■ **Document section**:
........

I also built this unit some years ago which is a bench saw built into the corner of a 4' x 6' table. I am looking for space for it in the new (new shop, not new building) shop. I was quite happy with it for sheet goods. If I move it in there I will build a 16" wide drop-leaf along the left edge. Sorry about the crappy picture but that camera wasn't much…


----------



## Roz (Jan 13, 2008)

Thanks Robinson.


----------



## mikethetermite (Jun 16, 2009)

These are made by LJ Lee A. Jesberger, they are the best I've ever seen.

http://www.ezee-feed.com http://lumberjocks.com/LeeJ


----------



## khays (Aug 16, 2009)

I made a folding outfeed table for my saw, pretty simple once you get started. Here is the link that I sorta went by.

http://images.meredith.com/wood/pdf/Part1ripnflip.pdf

I used folding leg brackets from rockler and 4 heavy duty hinges for the folding of the table.

Kevin


----------



## ChunkyC (Jun 28, 2009)

Roz:

Great question. I've been considering this for a long time also. I've seen removable RHS table extensions and RHS extensions that have a top that lifts up for storage but nothing for the LHS extension. Hopefully you'll get some good advise on a folding side table.


----------



## Roz (Jan 13, 2008)

Thanks for the response and the links.

What I am planning to do is replace my out feed table with a cabinet base and a recycled maple work bench top then make some sort of collapsible extension on the left side. I would like to do something like the folding out feed tables I have seen posted s few years back. I am just not sure how to make it work. I REALLY like Childress's sliding attachment.

I have a jobsite style saw with a cast iron table and small extensions. The Right side is extended out about 60 inches but the left is where I really seem to need it.

Thanks for the link Kevin, There are some details in that drawing that will help me with my project.


----------



## childress (Sep 14, 2008)

Well my blog is missing some pics now, it's been a while since I posted it….

I basically made a BIG drawer glide and a 10" wide by 42" long edge grain bench top. I initially designed and made this so I could crosscut large sheets and doors, but as time has passed (And I've moved my shop too) the wood has moved a little and there is a little play in it now and it's also a little out of square. I could probably fix it by fine tuning it but have since stopped cabinetry and solely focus on butcher blocks. That means no more sheet goods.

I can say that I never want to take it off and it was a huge help when cutting plywood, especially full sheets. If I pull it back, I can use it as a support in front of the saw as well as on the side. As you probably have seen, I have a fence for it to crosscut and I've also made a jig that I can screw to the top and clamp down rough lumber and make a straight line cut, very much like a real sliding table saw (sorry no pics). I'm sure there's more I can do with it, but now it just serves me very well as a little saw helper


----------



## Roz (Jan 13, 2008)

Thanks again Childress, I am going to try and include your idea in my mods.


----------

........

■ **Data supplied**:
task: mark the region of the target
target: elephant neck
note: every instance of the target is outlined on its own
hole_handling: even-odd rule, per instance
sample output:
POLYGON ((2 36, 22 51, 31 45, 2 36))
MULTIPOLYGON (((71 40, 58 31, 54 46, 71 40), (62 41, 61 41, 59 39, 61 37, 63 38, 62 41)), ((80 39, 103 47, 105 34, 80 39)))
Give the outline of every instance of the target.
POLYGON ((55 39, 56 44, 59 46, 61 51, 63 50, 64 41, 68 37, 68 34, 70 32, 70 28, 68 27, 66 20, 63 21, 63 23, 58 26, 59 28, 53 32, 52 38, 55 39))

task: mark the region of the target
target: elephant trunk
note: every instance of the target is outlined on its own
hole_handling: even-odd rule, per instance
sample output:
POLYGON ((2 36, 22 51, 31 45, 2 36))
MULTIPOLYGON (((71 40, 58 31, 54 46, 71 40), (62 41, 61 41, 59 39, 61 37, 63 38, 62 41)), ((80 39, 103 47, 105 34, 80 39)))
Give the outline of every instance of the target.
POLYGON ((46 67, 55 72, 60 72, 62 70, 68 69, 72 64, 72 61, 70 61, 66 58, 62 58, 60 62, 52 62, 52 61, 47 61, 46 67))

........

■ **Problems**:
**a.** Using the saw extension thread, answer each question on its own line:
(i) How many heavy duty hinges did khays use for the folding of the outfeed table?
(ii) About how far is the right side of Roz's saw extended?
(iii) How wide and how long is the edge grain bench top that childress made?
**b.** Write out everything in the saw extension thread from "## ChunkyC (Jun" down to "and the links.".

■ **Expected answers**:
**a.**
(i) Four.
(ii) About 60 inches.
(iii) 10" wide by 42" long.

**b.**
## ChunkyC (Jun 28, 2009)

Roz:

Great question. I've been considering this for a long time also. I've seen removable RHS table extensions and RHS extensions that have a top that lifts up for storage but nothing for the LHS extension. Hopefully you'll get some good advise on a folding side table.


----------



## Roz (Jan 13, 2008)

Thanks for the response and the links.